Brief: Give the data again word for word; drop the pictures.

Given information:
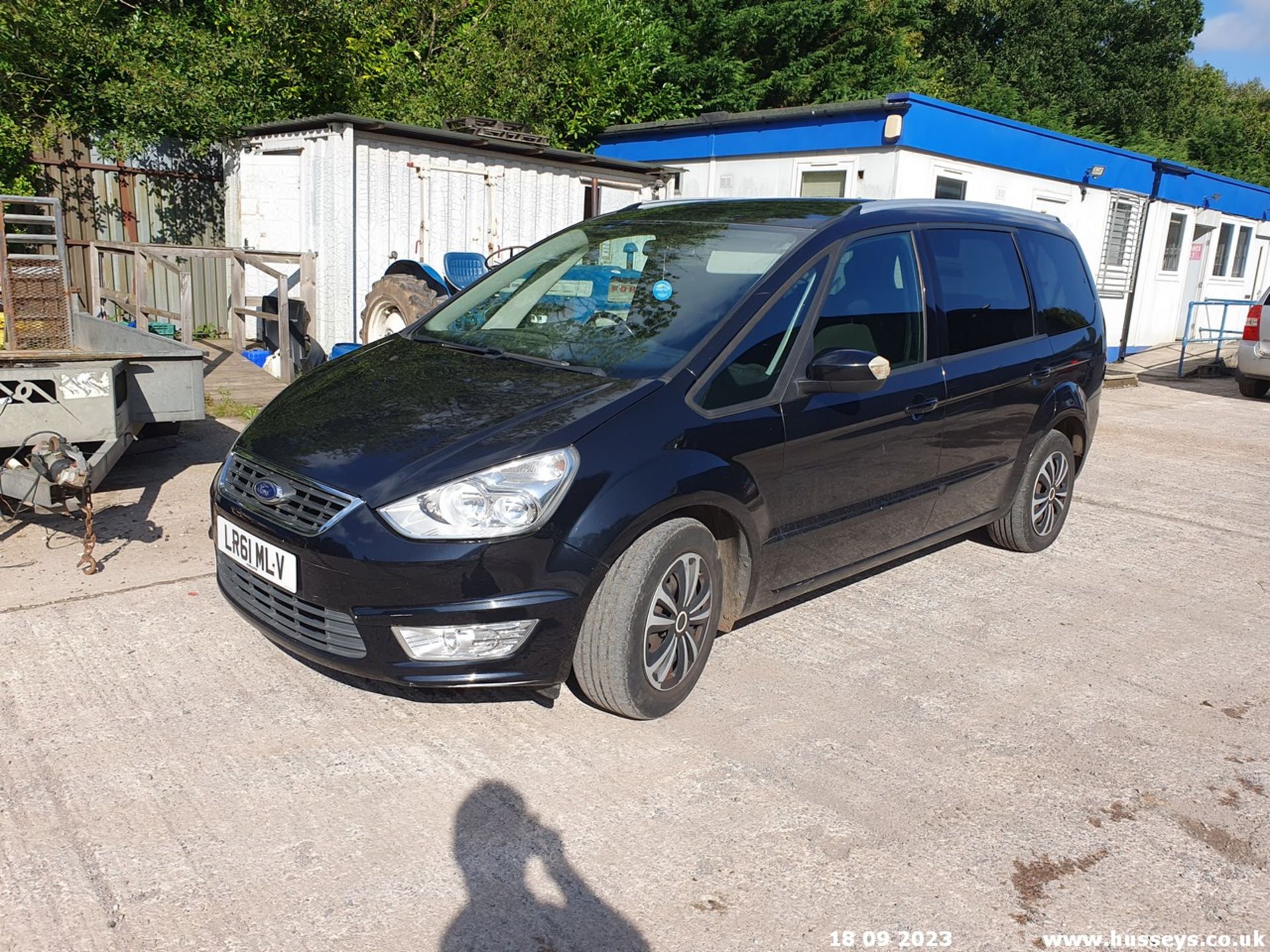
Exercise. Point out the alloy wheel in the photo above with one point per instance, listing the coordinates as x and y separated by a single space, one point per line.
1050 493
675 629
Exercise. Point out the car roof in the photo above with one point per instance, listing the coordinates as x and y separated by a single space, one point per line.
825 212
790 212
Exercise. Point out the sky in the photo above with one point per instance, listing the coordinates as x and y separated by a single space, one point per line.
1236 38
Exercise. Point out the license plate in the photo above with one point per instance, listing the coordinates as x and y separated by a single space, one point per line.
255 555
621 292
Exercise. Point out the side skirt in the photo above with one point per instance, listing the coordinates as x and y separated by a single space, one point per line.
847 571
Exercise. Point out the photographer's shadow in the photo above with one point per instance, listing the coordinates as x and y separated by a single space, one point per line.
494 840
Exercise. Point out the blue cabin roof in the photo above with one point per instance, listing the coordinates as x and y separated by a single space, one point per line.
937 127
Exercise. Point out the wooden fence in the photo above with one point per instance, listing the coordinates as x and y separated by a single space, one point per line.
165 196
179 260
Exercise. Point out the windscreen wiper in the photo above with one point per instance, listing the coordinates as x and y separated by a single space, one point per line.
550 362
458 346
497 352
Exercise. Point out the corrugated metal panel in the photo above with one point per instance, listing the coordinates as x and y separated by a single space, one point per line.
368 200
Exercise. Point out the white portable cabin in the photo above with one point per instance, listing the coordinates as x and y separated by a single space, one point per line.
1206 235
364 193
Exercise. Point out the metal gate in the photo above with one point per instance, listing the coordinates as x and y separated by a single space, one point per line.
37 311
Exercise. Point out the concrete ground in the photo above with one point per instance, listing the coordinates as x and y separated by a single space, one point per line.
990 744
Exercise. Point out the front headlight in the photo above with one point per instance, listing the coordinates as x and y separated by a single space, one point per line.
503 500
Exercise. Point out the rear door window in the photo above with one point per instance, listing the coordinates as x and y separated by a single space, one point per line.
1061 284
982 288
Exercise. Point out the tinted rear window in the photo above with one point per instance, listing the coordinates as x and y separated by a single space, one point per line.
1064 298
982 288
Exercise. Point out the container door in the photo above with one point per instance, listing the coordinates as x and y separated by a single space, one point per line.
1197 264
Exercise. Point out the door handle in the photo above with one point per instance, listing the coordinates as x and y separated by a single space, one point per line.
921 408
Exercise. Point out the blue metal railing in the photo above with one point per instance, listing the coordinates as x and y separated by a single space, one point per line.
1206 335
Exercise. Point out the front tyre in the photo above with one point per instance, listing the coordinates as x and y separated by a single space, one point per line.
651 627
1042 500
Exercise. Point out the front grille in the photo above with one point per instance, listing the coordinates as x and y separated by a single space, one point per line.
308 623
308 512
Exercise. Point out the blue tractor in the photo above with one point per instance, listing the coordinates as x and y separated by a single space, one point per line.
411 288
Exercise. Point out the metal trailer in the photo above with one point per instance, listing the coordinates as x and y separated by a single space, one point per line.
75 391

Exercise solution:
Exercise. Point out the alloy wheel in the photo above with one point per instance, listing the coordinates as x and y separated by a single space, one point per line.
1050 493
675 629
Exercise. Point out the car roof in the photo above with one point per instance, listing the coordinates as x and y separated by a single space, one point per line.
825 212
790 212
Exercise. Point out the sky in the photo above with one point per instance, listing the coordinates as x and y separated by a single space, one point per line.
1236 38
Exercise. Point out the license plate in the photo above with one point per instance, listing the coordinates as x and y separated by a single space, one point per line.
255 555
621 292
Exercise. Point out the side skirt in the photo above with one point per instance, listing the coordinates as x and y separated by a single space, one point per line.
847 571
Exercise. Point out the photographer's shadow in the photo above with one point per instance, listing the coordinates as x and y separated by a single space, one point per line.
494 840
Exercise. Point out the blue cabin roof in the photo above with one point per instance, listing the coordinates as x and y separated by a single space, one point per line.
937 127
Exercise. Point out the wooden fence in the photo above with one point per instance, listing the coordinates as x and y separated by a single space, one point per line.
165 196
179 260
Exercise. Point out the windscreen wiper in the photo above with one point per instance, listing the coordinates as x and y separated by a single space, one point per line.
550 362
458 346
497 352
Exercise. Point out the corrugated metal panel in the photo above with one point per instance, listing the coordinates as x and y separated by a single space, one point per line.
368 200
Exercise. Point out the white portable cabin in the photo above with one point per instance, listing the coordinates as x and y separated by a single space, one point per line.
1206 235
364 193
Exercise. Point out the metal gate in the photo above with one point per instance, listing the coordinates as x and y separated by a single space, one point per line.
37 311
Exercise. Point out the concrete ground in the photo above with one point per instance, listing the coordinates as x and y separated by a single space, one point per line.
990 744
Exercise. Point out the front headlight in the photo above with one point per instance, listing the coordinates as x and y separated by a single space, one point per line.
503 500
Exercise. Point out the rear door window in the photo above with one point per instance, listing the coordinates as x and y separated by a single space, one point per line.
1061 284
982 288
Exercise. Point out the tinted rear window in the photo above with one point per instance, listing the coordinates as x and y separated by a single space, one point per line.
1064 298
982 288
Exercise. Point out the container door in the photo above with one point per instance, listing the coordinates as x and y separated by a single space, one point per line.
1197 264
Exercise. Point out the door handle in the photo above with one point per instance, listing the coordinates as x and y separated by a single space, one point per line.
921 408
Exercise. Point out the blue metal railing in the photo above with one point per instance, listing the coordinates as x and y separated by a single space, one point per line.
1206 335
Exercise. Point out the front tyre in the photo above with one point per instance, listing the coordinates as x and y separated by a single space, one point per line.
651 627
1042 500
Exercise. Point out the front grille in the photo above with one point per instance, listing the coordinates as x and y separated by a single space, one point per line.
308 623
308 512
Exercise. Point out the blue tractor in the photo above with one point per instance, listing the coordinates as x and y separated by a single space, one point per line.
411 288
Exercise. Point out the metal trailer in the photo above with one point per instance, listing the coordinates as x and y separated by a single space, one point per line.
75 391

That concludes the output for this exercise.